And how to we reflect on our values? It’s super simple. We look at our choices. We look at what we do with our time. We look at our habits.

Our choices make us. We are where we are because of our choices. Nothing more, nothing less.

My “falling apart” happened four years ago. I touched bottom three years ago. Things have improved tremendously since. Since then, more and more of my choices are leading me to greater and greater states of wealth and security, which had previously been unknown to me. It has all been thanks to self-reflection. Rigorous analysis of values, choices and habits is what allows us to improve upon ourselves. It’s not about the mistakes we make, it’s about what we learn from each mistake. When we learn from a mistake it turns into a lesson.

And lessons are priceless. Life is the greatest teacher. Not school, not university, not work, it’s life. That’s great, because life is always happening, which means we can always learn from it.

What Life Taught Me About Health

Shortly after I started reflecting on my choices I began reducing the amount of alcohol I consumed. I didn’t cut it out of my life entirely. Alcohol is poison, and a deep part of me knew that the less I drank the healthier I was, and the more I self-reflected, the more I listened to that part of myself. Over the course of a few years I went from being a heavy weekend drinker, to being an occasional heavy weekend drinker, to being a relaxed weekend drinker, to not drinking.

I finally stopped drinking because, one day, I watched a video of Brian Rose on YouTube in which he talked about not drinking any more and loving it. I decided to give it a shot. I was drinking little at that point, so it was a small step for me to take.

But What A Difference It Made.

Here are the most powerful changes I noticed:

  • My mind became clearer. After a month of not drinking I noticed a massive change in my peace of mind. My mind calmed down and became more manageable. Instead of being a wild elephant I felt I had to tame, it became docile and more ready to be led where I wanted it to go. This was priceless.
  • My senses became sharper. It was like the resolution of life was turned up. Way up. Colors became brighter, sounds clearer, tastes sharper and touch finer. My mind and body became sensitized to the unique texture of each moment, it was like my senses received an upgrade. They became tuned to the granularity of life.

:: To-do list ::
A) In the essay on self-reflection and giving up alcohol, whose YouTube video led the writer to stop drinking?
B) Continue the essay on self-reflection and giving up alcohol from its final sentence.

:: Raw records ::

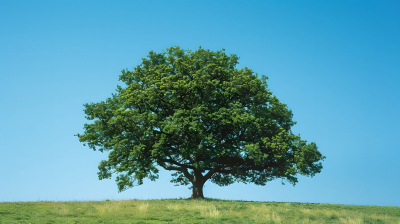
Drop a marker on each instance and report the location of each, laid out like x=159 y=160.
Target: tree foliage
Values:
x=196 y=114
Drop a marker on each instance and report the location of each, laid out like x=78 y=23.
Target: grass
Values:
x=192 y=211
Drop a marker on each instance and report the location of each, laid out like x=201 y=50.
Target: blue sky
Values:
x=334 y=63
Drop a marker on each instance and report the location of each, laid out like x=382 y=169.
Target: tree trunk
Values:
x=198 y=183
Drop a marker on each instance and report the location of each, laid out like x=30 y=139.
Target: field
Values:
x=192 y=211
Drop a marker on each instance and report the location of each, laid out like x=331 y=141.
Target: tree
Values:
x=194 y=113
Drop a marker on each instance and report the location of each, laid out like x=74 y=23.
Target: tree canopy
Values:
x=196 y=114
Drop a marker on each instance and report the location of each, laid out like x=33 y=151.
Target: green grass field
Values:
x=192 y=211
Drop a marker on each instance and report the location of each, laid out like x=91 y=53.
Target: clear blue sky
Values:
x=336 y=64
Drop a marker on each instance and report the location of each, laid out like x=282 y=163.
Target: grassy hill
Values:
x=192 y=211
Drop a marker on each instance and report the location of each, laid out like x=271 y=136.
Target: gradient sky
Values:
x=336 y=64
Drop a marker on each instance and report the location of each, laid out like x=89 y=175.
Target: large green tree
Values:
x=195 y=114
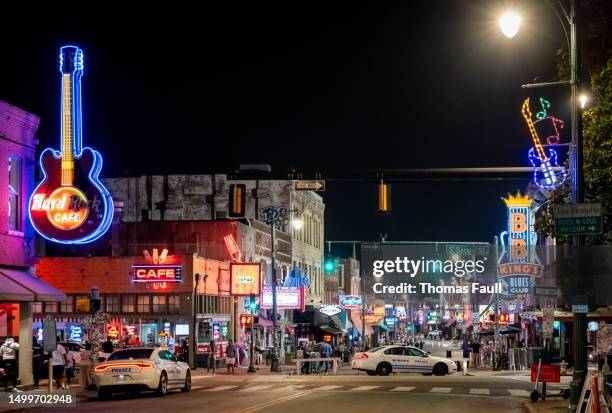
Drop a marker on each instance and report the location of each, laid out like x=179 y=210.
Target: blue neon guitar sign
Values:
x=71 y=205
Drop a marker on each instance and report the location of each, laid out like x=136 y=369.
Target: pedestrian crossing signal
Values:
x=237 y=200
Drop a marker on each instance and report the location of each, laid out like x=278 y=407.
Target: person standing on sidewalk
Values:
x=85 y=364
x=212 y=358
x=8 y=352
x=230 y=357
x=38 y=356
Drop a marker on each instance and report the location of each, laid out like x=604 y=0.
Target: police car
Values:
x=401 y=359
x=141 y=368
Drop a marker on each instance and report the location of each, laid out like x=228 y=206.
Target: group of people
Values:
x=325 y=350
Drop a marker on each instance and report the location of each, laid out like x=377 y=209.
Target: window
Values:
x=112 y=303
x=66 y=306
x=142 y=304
x=127 y=304
x=51 y=307
x=14 y=172
x=174 y=304
x=159 y=303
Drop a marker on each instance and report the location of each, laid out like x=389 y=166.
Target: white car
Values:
x=141 y=368
x=401 y=359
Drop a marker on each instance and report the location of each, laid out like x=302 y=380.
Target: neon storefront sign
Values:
x=71 y=205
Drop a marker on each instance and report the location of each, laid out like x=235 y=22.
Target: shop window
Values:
x=112 y=304
x=128 y=304
x=14 y=175
x=67 y=306
x=174 y=304
x=51 y=307
x=159 y=303
x=82 y=303
x=143 y=304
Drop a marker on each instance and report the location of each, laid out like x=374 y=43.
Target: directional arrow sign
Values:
x=578 y=219
x=310 y=185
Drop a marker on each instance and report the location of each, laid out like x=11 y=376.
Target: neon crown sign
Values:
x=71 y=205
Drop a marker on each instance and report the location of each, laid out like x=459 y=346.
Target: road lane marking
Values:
x=440 y=389
x=256 y=388
x=519 y=392
x=364 y=388
x=325 y=388
x=221 y=388
x=272 y=402
x=403 y=388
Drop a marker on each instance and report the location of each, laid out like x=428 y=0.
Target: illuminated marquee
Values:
x=70 y=205
x=244 y=278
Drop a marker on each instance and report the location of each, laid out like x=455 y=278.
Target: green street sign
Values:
x=578 y=219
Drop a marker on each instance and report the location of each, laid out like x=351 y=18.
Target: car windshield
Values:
x=131 y=354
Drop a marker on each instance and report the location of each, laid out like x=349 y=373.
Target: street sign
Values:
x=548 y=374
x=467 y=249
x=310 y=185
x=578 y=219
x=49 y=335
x=580 y=308
x=546 y=291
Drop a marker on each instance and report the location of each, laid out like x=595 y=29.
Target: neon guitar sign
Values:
x=70 y=205
x=547 y=173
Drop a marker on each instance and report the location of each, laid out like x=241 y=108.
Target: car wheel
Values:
x=384 y=369
x=162 y=388
x=440 y=369
x=187 y=387
x=104 y=394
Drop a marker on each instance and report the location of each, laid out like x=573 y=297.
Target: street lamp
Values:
x=297 y=224
x=509 y=24
x=577 y=194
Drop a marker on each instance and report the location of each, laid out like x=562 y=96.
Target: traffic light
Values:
x=237 y=200
x=330 y=264
x=384 y=198
x=253 y=306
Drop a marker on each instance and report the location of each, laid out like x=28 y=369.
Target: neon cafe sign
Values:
x=71 y=205
x=157 y=271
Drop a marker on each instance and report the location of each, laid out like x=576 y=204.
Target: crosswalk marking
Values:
x=256 y=388
x=440 y=389
x=519 y=393
x=403 y=388
x=221 y=388
x=365 y=388
x=327 y=388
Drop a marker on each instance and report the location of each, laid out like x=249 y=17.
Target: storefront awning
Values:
x=21 y=286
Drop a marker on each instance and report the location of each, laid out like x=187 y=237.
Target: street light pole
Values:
x=275 y=363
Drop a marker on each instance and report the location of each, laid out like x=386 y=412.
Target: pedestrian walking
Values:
x=85 y=366
x=8 y=352
x=212 y=358
x=58 y=362
x=230 y=357
x=38 y=356
x=70 y=366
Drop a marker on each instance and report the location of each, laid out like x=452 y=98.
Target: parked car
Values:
x=401 y=359
x=141 y=368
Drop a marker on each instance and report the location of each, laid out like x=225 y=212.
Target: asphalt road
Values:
x=272 y=394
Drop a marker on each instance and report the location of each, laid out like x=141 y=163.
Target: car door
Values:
x=418 y=360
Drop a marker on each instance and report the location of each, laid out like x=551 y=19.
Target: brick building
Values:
x=17 y=286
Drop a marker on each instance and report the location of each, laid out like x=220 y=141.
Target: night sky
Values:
x=317 y=87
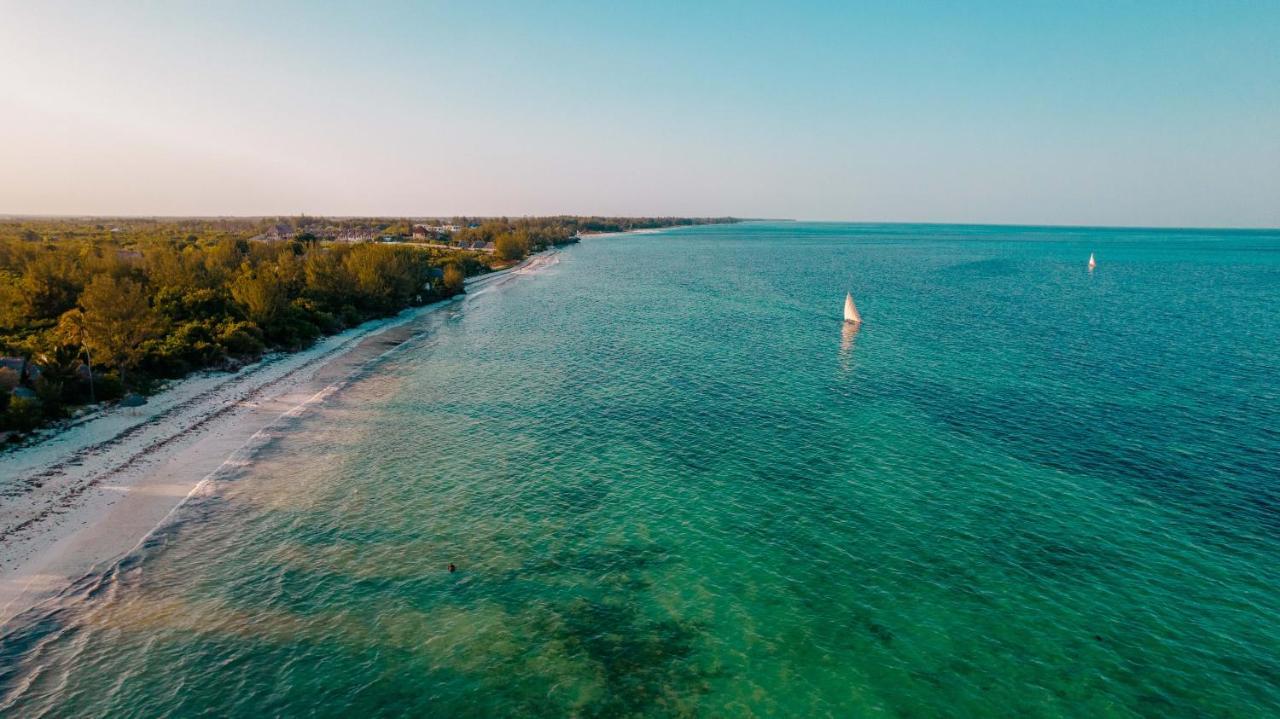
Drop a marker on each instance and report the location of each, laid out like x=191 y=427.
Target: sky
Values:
x=1120 y=113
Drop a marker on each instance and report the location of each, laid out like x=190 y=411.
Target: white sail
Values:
x=850 y=311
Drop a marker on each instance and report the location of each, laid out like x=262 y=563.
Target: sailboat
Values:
x=851 y=315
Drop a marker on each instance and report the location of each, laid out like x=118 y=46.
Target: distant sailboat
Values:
x=850 y=311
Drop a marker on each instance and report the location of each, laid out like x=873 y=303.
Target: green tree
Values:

:: Responses ::
A) Brian Rose

B)
  • My inner-child returned. I drank from the time I was 19 until I was 29. Most of my recreation in adulthood was spent drinking. I don’t believe it was chance that from 19 to 27 (the time I drank heavily), I felt disconnected from my childhood dreams. I was lost, spiritually and professionally. And as I returned to myself, connected deeply with who I was, that inner child (who remains in all of us) began to shine through more and more, guiding me towards what I really wanted, rather than what I had been dulled into wanting.

Giving up drinking allowed my body, mind and spirit to return to their original state. A state of abundant health and boundless energy and vitality. When I stopped drinking, I sent the message to my system that it could heal, it could recover, I was done filling it with poison.

Basically, I got out of my own way. I stopped making choices which hurt me (drinking) and then my body’s natural ability to thrive took over.

I’ve never looked back. I don’t intend to ever drink again.

Giving up drinking was the most powerful choice I have made in terms of giving up a substance which hurt me. But it wasn’t the only pro-health choice I’ve made over the years. Others are:

  • Gave up eating meat
  • Stopped smoking cannabis
  • Started moving more
  • Stopped watching so much television
  • Started forgiving myself (and others) more
  • Reduced sugar intake

And other choices. Everything we consume changes our state of health. EVERYTHING. Be it substances, media or relationships, everything we let into our bodies and mind influences our health for better or worse (I will write an article about this). Every choice, no matter how small, matters. Over time, every little choice adds up into something huge. That “something” is your life.

We can choose what we let into our lives. We have that power, because we are human beings.

The healthier our choices the more powerful we become. And the more powerful we are the more effective we are at serving others. And the more we serve the more meaning we find.

I’ll end this article with a few questions.

  • What choices do you make which compromise your health?
  • What choices do you make which fortify your health?
  • What can you choose to do today which will improve your health?

And finally…

  • What really matters to you in life?

I invite you to reflect on these questions, leave a comment if you like. In reflection lies health.

To your wealth and success.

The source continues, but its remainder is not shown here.